Given problem: Please pull out every line of the records below that contains the word "background", and copy each one. Case counts.

* Start *

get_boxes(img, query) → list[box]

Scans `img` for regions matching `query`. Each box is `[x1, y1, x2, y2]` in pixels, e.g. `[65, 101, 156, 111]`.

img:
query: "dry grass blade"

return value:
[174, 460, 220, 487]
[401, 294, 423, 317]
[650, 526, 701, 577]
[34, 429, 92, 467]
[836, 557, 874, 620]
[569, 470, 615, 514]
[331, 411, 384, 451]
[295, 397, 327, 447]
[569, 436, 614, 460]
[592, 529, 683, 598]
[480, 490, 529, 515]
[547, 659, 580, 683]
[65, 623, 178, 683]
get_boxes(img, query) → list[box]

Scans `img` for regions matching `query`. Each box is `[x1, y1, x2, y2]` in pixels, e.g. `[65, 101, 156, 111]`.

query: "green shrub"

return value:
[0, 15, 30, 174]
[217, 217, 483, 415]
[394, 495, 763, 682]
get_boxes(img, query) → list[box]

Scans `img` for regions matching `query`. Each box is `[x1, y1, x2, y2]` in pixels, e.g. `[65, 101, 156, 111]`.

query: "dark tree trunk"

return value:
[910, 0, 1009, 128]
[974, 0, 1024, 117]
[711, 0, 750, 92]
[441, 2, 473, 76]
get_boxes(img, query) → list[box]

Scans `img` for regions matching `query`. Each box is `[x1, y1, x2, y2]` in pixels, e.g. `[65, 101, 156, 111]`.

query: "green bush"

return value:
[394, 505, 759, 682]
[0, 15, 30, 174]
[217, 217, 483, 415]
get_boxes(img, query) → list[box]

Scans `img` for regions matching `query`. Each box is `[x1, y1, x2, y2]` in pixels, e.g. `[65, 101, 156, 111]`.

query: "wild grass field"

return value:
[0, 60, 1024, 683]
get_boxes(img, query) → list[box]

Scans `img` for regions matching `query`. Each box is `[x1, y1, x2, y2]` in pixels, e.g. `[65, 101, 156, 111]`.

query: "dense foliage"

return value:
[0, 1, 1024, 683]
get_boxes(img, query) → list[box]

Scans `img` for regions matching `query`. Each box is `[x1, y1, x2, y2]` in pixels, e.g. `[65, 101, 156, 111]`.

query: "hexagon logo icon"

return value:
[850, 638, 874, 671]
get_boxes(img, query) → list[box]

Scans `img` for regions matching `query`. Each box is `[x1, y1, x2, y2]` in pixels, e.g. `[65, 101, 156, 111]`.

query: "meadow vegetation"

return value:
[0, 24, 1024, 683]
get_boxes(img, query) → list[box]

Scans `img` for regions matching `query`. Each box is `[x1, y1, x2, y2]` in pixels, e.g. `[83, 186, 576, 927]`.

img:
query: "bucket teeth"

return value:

* End *
* Start *

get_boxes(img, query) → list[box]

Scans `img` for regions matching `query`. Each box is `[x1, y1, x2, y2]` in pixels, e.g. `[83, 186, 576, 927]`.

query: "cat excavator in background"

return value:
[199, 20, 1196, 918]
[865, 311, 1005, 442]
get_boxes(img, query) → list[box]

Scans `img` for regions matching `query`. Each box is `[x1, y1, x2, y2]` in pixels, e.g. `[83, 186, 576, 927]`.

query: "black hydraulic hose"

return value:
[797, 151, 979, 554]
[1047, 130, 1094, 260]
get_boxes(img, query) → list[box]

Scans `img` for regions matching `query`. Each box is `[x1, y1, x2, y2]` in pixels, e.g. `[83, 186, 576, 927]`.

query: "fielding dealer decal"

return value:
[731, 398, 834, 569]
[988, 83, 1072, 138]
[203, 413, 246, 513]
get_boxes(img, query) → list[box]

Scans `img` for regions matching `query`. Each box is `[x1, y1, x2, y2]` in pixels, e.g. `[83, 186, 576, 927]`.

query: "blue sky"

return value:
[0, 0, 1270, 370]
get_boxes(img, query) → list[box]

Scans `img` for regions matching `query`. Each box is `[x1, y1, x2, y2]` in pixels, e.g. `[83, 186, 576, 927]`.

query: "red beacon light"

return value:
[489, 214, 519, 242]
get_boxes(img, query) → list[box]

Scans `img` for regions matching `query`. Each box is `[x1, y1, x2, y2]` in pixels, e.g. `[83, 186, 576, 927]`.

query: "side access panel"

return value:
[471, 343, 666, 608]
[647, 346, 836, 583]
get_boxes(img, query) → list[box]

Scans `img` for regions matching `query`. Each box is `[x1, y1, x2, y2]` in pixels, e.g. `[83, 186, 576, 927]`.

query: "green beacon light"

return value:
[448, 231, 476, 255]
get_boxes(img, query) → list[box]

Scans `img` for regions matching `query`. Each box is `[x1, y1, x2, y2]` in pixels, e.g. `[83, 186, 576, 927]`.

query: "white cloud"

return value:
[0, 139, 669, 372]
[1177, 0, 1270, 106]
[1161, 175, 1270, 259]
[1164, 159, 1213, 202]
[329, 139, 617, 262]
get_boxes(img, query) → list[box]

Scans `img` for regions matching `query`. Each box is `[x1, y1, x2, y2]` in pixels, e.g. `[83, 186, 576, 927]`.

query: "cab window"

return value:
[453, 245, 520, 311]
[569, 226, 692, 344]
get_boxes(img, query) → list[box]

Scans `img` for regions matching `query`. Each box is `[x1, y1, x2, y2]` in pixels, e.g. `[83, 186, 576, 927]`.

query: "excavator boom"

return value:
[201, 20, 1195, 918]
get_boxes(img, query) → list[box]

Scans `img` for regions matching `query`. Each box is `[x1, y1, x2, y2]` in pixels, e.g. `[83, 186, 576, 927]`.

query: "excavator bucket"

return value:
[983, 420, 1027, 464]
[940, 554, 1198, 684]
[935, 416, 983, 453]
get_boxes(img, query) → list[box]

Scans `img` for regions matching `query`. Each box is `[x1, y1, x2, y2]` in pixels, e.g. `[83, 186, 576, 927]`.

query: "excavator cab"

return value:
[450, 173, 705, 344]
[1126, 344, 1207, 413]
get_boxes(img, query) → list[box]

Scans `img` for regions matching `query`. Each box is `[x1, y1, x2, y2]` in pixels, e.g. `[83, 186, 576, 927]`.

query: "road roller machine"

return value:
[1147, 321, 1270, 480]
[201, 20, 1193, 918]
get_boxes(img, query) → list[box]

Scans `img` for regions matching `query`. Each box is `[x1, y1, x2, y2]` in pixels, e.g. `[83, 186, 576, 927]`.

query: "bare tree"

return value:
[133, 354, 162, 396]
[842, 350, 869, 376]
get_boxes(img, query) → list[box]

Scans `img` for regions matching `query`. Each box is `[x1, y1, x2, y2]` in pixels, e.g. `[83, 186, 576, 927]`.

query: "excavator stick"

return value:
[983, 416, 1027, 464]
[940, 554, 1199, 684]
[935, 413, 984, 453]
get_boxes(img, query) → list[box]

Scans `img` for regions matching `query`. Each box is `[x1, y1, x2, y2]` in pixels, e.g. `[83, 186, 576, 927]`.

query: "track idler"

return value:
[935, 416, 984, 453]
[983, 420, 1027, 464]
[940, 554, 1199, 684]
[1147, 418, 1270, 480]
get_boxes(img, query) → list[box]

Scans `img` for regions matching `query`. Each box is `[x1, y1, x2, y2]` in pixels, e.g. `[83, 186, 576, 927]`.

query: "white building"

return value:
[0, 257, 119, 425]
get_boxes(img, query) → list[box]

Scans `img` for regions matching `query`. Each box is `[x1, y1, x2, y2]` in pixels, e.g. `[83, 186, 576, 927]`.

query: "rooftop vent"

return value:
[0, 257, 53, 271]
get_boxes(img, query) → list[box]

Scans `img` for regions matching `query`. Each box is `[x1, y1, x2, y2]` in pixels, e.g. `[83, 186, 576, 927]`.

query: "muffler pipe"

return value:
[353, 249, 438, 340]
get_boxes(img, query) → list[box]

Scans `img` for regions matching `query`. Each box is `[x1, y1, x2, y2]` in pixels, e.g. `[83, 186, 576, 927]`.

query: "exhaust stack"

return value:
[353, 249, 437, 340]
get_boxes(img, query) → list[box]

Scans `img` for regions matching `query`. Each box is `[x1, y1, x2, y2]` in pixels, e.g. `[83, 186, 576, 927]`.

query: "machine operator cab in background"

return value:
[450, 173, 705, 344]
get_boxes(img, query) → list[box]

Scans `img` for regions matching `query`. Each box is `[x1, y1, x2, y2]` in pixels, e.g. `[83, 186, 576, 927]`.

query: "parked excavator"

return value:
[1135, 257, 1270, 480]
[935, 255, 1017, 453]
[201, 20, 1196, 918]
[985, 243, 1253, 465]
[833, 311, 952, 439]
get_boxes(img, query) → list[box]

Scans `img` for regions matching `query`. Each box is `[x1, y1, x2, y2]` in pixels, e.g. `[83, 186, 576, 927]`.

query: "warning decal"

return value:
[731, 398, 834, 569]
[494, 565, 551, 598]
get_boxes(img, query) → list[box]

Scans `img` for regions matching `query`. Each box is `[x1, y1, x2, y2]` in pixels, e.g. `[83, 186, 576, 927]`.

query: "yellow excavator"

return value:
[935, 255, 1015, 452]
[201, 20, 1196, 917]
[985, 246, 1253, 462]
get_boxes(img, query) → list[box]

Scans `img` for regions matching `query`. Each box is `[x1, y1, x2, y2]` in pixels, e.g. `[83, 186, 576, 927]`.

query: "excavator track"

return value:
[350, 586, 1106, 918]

* End *

Exercise result:
query: "cat excavator in background"
query: "machine operator cab in background"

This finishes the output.